> **Selected passage**:
President Donald Trump appeared this morning on Fox & Friends, which is reportedly his favorite TV show this side of The Apprentice franchise. Here’s a clip from his interview with host Brian Kilmeade:
When discussing immigration policy, Trump repeatedly insists that “chain migration” allows for the fast and uncontrolled importation of huge numbers of family members. In today’s interview, he says, “Chain migration is a disaster. You look at what’s going on where someone who comes in is bad and has 24 family members yet not one of them do you want in this country.”
Note that Trump here is talking about legal immigration, not illegal entry. His defenders often say it’s illegal immigration that bothers them, but the fact is that the president, along with many leading Republicans, are working to reduce legal immigration by as much as 50 percent. The term “chain migration,” which originally described a well-observed pattern by which residents of one town or area in a foreign country ended up settling in a particular new town or region because they followed previous migrants, is designed to conjure up images of one new arrival in America (someone bad, in Trump’s formulation above) quickly and deviously smuggling in enough people to field a high school football team. Yet as Shikha Dalmia has written,
Beyond spouses and minor children, American law allows immigrants to sponsor only parents, adult children, or siblings—not aunts, uncles, and cousins. Moreover, they can do so only after they themselves receive green cards or become naturalized citizens.
It can take up to 45 years for an immigrant to show up in the United States, gain citizenship, and bring in the next single link in this chain. As a result, the U.S. annually admits only about 2 to 2.5 family members of immigrants per 1,000 residents, the same rate as Canada and Australia, countries with skills-based systems Trump says he favors. Dalmia further notes that fully two-thirds of immigrants sponsored by other immigrants are spouses and minor children.

> **Goals**:
a. In the passage on chain migration, which relatives beyond spouses and minor children does American law allow immigrants to sponsor?
b. Summarize the passage on chain migration in two sentences.

> **Given entries**:
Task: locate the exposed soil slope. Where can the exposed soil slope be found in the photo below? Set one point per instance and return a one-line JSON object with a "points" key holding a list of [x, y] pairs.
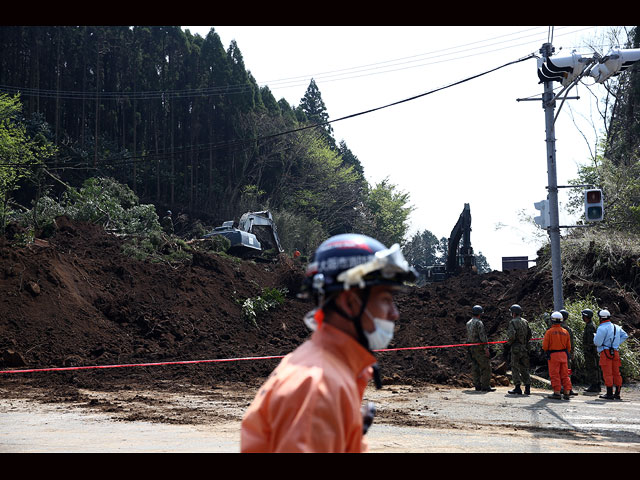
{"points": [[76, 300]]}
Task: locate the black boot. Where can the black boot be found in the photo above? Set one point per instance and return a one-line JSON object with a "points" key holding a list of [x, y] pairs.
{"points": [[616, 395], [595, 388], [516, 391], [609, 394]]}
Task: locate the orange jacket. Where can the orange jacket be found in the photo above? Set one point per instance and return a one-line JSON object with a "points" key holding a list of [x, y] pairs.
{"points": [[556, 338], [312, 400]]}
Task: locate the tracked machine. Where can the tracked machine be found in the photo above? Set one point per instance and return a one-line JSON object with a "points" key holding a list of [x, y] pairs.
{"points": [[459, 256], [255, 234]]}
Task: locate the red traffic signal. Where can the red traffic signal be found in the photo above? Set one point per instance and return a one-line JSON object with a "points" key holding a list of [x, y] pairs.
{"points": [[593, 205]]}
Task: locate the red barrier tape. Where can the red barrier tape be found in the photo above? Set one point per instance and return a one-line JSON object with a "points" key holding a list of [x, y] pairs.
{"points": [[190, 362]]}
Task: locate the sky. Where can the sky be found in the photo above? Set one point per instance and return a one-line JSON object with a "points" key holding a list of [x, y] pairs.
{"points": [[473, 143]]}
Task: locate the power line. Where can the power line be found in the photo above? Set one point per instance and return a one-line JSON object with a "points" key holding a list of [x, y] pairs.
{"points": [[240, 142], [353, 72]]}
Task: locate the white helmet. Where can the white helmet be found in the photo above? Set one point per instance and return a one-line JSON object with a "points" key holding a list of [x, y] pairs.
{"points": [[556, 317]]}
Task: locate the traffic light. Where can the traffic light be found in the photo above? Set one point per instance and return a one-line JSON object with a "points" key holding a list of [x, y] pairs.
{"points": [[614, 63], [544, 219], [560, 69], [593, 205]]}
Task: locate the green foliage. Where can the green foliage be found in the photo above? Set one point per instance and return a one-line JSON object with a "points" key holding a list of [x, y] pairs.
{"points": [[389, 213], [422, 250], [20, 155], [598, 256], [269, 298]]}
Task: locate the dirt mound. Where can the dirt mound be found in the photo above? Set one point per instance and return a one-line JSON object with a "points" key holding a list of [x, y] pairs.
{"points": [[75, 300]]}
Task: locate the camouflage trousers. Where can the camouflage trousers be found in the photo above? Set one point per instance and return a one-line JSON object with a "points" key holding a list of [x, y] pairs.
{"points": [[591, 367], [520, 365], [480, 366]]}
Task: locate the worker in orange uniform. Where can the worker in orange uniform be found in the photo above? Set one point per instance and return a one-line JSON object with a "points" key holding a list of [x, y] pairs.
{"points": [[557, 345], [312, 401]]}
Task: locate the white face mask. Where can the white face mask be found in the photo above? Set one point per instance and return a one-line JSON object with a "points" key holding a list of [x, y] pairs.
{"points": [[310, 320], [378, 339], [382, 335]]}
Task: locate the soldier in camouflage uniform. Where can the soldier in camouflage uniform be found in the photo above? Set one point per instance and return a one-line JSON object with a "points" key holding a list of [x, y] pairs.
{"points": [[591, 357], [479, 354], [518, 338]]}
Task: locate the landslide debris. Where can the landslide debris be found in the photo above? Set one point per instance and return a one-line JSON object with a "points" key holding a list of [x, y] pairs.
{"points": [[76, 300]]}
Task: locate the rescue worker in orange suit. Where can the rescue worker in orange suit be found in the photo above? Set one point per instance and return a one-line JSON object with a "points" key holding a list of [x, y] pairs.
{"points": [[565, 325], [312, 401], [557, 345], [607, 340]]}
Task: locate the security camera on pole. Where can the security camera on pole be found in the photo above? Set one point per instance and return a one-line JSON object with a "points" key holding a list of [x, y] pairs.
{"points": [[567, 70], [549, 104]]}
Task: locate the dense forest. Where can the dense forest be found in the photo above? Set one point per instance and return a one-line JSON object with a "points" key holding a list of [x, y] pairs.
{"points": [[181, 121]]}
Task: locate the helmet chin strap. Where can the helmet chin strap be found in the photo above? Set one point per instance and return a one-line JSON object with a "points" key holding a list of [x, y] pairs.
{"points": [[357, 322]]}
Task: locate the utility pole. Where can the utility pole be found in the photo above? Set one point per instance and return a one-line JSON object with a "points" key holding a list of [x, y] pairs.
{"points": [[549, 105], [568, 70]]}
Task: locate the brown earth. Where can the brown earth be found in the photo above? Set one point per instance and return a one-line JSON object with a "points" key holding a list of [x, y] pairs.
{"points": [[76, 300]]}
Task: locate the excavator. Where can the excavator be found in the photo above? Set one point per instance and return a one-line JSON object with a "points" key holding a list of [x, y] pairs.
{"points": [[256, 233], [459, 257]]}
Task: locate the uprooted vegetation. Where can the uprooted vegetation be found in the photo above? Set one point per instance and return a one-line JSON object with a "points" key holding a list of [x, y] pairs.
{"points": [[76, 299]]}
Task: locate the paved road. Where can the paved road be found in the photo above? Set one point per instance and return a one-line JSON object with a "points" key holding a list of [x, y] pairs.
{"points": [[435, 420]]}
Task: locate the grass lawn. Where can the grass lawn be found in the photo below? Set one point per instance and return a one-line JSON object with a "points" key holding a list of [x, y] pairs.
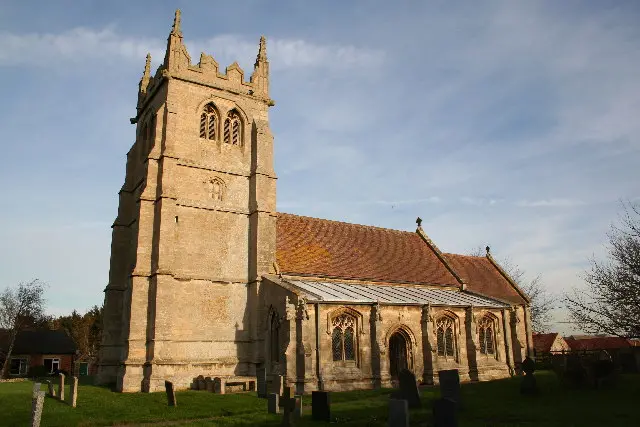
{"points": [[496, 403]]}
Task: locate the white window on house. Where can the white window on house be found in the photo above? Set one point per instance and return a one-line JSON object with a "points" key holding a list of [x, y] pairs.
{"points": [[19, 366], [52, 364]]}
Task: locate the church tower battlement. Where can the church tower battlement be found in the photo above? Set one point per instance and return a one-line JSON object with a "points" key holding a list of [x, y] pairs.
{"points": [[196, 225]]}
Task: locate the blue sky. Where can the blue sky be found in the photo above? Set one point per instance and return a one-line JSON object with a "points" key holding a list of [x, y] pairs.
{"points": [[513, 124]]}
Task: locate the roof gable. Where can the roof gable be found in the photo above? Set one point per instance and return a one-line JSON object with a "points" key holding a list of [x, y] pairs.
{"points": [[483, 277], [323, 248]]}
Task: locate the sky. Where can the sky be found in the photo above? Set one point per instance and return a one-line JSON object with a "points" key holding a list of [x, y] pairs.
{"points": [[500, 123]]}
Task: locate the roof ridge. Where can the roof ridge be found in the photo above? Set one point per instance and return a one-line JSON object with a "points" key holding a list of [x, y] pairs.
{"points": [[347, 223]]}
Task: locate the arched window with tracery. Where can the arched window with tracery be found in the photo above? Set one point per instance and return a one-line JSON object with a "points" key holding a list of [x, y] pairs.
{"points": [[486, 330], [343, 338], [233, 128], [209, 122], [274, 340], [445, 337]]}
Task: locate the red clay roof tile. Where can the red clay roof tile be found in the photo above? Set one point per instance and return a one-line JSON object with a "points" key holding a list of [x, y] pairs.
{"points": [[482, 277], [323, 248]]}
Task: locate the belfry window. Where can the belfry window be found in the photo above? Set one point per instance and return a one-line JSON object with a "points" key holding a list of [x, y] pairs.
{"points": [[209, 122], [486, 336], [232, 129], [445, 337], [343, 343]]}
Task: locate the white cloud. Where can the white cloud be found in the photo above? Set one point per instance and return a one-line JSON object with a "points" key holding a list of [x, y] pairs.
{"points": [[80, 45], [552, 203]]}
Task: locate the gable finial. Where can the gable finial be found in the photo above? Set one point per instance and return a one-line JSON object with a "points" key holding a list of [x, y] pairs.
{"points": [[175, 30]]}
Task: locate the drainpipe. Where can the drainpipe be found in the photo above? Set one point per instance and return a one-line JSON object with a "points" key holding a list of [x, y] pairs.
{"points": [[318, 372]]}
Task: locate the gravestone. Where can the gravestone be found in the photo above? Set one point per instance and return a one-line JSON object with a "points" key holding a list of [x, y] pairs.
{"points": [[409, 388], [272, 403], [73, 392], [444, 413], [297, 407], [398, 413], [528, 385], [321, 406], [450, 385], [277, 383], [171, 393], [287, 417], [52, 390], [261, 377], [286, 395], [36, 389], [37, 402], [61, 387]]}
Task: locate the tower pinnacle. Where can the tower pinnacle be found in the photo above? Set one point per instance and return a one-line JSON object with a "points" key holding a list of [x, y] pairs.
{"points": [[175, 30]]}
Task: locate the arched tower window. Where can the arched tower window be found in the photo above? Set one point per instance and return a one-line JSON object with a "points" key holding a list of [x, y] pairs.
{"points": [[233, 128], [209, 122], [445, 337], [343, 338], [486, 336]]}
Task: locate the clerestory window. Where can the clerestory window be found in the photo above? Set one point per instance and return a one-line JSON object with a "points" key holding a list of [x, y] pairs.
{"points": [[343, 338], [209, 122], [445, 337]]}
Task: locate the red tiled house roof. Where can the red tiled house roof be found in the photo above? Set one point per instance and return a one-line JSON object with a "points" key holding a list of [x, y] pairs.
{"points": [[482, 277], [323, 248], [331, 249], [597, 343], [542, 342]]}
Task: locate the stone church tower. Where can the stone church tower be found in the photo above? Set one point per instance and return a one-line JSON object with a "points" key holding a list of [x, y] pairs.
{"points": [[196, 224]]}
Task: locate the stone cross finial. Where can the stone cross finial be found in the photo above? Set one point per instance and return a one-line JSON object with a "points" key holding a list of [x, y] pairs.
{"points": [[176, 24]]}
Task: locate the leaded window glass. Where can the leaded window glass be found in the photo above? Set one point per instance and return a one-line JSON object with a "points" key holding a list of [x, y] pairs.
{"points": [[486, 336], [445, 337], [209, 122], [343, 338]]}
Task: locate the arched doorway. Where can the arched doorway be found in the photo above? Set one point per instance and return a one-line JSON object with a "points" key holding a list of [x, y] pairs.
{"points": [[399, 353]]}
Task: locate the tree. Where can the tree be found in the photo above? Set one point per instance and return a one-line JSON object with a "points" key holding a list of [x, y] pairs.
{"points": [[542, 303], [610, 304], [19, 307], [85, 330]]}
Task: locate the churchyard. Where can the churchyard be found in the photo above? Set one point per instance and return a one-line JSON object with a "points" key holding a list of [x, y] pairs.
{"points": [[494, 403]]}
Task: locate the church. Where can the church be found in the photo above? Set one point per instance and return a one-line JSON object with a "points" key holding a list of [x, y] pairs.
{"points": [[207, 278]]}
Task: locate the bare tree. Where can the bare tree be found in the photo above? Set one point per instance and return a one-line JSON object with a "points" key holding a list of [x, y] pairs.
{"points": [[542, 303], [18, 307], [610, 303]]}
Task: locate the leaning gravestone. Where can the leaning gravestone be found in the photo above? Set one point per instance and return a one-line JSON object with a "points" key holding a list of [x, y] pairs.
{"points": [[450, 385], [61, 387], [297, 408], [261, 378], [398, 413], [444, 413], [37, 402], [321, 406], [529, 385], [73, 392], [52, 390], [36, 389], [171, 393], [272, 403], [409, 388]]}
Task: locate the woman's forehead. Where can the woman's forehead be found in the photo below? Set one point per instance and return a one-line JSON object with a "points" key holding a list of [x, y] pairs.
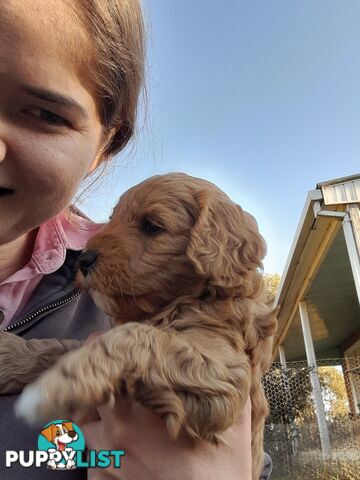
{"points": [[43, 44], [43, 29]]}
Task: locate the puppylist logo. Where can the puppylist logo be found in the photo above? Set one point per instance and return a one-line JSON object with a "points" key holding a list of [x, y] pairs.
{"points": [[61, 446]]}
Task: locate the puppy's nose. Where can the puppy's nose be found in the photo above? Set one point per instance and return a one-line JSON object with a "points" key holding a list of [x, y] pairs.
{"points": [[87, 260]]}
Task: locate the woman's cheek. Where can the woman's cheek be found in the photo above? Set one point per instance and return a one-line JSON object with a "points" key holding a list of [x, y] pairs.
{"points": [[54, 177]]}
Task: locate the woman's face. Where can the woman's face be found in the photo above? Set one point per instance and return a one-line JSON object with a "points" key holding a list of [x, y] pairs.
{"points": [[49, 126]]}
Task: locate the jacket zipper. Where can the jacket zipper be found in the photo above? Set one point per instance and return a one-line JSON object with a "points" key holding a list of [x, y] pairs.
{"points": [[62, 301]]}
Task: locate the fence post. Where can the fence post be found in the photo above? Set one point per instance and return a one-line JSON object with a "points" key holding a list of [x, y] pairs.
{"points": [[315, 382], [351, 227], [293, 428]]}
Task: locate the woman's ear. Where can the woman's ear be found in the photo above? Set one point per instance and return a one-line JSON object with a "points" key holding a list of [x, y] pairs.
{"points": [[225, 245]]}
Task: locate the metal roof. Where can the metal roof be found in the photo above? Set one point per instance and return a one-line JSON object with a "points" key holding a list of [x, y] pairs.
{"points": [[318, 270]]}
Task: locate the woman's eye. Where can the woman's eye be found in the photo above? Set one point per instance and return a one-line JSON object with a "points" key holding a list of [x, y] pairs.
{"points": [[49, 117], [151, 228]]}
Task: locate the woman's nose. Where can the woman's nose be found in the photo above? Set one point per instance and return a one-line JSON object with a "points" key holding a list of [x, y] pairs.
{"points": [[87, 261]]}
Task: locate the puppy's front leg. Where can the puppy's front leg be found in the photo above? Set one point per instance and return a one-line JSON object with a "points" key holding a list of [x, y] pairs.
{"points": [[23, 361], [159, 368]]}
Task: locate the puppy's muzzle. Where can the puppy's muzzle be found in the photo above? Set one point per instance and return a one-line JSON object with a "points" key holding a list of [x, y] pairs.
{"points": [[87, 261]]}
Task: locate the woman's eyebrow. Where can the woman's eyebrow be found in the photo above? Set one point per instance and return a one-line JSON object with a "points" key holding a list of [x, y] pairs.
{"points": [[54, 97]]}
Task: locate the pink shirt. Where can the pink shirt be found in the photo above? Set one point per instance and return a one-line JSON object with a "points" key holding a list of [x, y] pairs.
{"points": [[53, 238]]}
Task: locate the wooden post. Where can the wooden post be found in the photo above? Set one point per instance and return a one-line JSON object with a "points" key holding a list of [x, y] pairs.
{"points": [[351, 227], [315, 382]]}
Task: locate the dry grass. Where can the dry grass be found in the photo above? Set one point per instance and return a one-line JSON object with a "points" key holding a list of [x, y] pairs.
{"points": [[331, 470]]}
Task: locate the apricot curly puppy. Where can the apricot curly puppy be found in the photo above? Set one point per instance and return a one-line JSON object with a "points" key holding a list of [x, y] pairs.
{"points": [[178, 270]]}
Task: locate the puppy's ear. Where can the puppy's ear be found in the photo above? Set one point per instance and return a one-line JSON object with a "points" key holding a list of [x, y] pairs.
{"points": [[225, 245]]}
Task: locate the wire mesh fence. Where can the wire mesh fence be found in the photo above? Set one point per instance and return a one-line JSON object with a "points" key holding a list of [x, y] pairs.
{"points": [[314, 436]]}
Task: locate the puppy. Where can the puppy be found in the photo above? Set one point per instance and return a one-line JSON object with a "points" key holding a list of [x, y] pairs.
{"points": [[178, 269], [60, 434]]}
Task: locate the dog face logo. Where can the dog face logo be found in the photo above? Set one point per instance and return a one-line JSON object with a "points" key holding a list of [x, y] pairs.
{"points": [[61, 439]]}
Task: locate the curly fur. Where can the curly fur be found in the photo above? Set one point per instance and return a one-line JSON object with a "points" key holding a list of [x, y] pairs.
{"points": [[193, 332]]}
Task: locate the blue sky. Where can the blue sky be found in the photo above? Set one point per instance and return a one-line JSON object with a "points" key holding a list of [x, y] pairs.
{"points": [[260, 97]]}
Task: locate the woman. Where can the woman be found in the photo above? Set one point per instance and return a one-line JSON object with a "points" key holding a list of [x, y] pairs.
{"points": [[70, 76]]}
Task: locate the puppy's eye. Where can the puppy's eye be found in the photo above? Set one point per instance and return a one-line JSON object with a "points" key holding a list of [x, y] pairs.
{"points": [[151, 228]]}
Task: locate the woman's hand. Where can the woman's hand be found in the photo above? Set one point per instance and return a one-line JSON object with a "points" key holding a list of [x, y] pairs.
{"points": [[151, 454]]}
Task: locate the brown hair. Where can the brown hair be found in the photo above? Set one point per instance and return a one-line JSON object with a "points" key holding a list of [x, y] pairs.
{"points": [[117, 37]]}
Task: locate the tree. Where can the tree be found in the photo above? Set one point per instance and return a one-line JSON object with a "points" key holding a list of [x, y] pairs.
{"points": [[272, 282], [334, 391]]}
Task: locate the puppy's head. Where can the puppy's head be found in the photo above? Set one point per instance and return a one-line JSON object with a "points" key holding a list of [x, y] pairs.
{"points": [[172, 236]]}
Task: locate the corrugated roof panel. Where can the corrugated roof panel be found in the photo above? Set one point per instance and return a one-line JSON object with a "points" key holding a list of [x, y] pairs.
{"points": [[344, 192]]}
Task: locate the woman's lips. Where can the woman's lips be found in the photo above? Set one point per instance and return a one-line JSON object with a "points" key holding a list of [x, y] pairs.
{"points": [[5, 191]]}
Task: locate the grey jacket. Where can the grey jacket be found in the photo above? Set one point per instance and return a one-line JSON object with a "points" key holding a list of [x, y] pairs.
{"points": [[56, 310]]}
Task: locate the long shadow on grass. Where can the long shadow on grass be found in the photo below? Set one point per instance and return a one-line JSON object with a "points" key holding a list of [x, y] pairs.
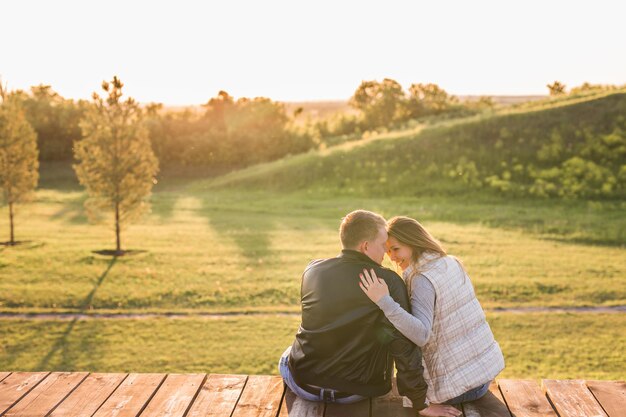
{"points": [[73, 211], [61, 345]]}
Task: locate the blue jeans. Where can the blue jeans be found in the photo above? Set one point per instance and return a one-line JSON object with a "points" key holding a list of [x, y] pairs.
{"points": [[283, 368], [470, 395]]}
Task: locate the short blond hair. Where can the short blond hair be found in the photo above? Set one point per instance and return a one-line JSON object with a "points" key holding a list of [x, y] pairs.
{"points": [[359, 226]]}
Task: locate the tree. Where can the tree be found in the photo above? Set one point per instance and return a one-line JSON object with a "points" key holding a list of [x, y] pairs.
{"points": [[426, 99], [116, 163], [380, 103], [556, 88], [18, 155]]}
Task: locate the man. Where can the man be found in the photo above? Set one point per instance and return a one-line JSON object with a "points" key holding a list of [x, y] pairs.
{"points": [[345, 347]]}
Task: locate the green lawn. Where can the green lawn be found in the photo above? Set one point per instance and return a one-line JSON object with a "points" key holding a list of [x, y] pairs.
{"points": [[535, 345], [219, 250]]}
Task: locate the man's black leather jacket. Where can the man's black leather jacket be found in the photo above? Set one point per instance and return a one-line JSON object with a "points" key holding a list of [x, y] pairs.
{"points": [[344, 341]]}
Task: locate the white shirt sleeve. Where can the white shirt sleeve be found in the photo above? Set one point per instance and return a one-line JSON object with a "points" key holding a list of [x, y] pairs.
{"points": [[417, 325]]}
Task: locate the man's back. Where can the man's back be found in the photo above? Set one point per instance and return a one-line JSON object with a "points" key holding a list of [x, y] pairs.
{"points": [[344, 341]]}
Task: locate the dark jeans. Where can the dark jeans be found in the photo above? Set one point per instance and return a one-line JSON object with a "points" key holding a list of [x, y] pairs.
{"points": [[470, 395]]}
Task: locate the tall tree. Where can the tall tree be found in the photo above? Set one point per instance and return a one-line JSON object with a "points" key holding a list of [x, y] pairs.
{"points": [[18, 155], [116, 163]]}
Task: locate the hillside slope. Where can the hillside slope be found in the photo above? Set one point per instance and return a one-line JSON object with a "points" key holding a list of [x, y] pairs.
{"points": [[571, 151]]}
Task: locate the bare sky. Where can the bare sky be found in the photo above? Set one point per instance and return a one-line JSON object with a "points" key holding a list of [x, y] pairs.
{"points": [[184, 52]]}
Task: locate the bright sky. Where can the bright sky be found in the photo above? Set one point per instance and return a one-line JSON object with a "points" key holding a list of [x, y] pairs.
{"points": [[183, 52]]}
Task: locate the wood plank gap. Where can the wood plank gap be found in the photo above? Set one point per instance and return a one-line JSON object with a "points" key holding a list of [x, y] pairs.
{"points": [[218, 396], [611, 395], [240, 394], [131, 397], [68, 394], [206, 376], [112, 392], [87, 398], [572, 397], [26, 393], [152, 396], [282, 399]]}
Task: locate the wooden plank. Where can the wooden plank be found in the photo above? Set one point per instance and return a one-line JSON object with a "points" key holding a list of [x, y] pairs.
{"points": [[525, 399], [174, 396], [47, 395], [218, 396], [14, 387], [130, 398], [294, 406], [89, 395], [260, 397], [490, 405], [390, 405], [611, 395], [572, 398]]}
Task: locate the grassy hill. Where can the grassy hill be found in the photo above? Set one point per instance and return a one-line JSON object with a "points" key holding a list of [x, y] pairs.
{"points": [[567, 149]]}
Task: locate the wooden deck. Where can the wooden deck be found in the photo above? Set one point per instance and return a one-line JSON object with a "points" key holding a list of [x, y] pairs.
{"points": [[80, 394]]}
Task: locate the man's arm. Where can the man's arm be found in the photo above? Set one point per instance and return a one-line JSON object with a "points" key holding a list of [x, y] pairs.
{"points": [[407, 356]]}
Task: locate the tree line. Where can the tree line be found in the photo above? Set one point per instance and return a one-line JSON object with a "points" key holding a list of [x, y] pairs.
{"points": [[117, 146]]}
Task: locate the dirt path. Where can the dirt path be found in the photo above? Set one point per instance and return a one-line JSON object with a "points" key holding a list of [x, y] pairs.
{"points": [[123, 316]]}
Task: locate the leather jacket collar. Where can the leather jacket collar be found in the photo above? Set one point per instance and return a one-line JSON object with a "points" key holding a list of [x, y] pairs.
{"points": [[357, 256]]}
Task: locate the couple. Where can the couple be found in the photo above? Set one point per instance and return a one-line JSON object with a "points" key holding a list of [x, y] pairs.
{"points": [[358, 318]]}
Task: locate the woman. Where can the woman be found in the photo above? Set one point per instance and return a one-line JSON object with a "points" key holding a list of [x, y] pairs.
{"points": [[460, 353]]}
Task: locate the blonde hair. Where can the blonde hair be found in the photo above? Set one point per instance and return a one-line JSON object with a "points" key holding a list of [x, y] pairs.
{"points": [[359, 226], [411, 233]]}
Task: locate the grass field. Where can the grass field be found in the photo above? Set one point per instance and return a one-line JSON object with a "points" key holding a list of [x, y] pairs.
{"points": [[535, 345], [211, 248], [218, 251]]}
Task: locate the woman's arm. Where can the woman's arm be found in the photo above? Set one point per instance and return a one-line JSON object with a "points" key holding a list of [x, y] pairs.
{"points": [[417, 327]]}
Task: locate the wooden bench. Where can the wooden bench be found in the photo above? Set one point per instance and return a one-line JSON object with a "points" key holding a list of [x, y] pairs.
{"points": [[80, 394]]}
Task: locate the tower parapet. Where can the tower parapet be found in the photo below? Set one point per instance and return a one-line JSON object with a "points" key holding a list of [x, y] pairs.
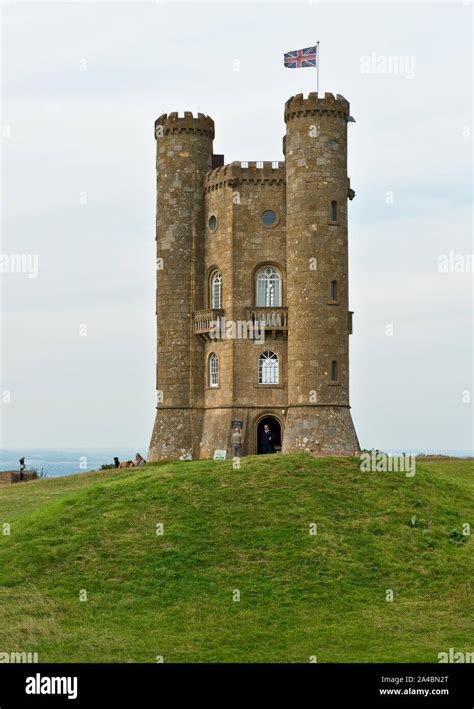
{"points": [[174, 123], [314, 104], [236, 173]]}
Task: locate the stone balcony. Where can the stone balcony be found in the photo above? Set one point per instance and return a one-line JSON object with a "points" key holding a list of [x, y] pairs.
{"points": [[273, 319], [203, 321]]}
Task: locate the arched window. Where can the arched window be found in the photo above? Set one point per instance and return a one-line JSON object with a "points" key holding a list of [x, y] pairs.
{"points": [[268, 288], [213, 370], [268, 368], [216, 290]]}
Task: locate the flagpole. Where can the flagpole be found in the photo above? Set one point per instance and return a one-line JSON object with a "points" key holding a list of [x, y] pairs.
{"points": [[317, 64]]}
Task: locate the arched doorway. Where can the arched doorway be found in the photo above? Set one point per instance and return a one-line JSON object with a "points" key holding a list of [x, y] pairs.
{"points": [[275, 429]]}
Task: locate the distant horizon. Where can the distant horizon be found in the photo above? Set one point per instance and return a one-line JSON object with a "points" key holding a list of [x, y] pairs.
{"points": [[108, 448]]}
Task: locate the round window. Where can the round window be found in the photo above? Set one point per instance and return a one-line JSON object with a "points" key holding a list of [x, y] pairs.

> **Expected results**:
a. Parents, adult children, or siblings.

b. On Fox & Friends, Trump called chain migration, a form of legal immigration, a disaster and described a bad immigrant with 24 family members. Citing Shikha Dalmia, the passage counters that immigrants can sponsor only spouses, minor children, parents, adult children, or siblings, that one link in the chain can take up to 45 years, and that the U.S. admits only about 2 to 2.5 family members of immigrants per 1,000 residents each year.